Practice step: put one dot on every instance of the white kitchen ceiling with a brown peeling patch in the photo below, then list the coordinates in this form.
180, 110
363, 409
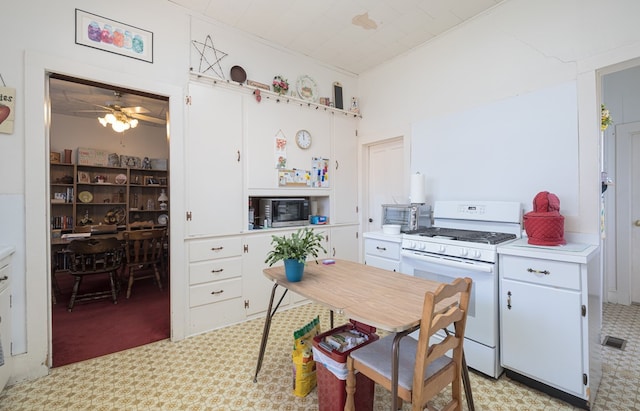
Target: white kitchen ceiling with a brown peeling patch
353, 35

#### PROBLEM:
Every line above should be returned word for word, with the pictures left behind.

#### WRITTEN RESPONSE:
Practice step: put one dot on every instance of the white kitchen ceiling with a brown peeling patch in the photo below, then list the coordinates in this form.
180, 110
363, 409
Target: white kitchen ceiling with a brown peeling patch
353, 35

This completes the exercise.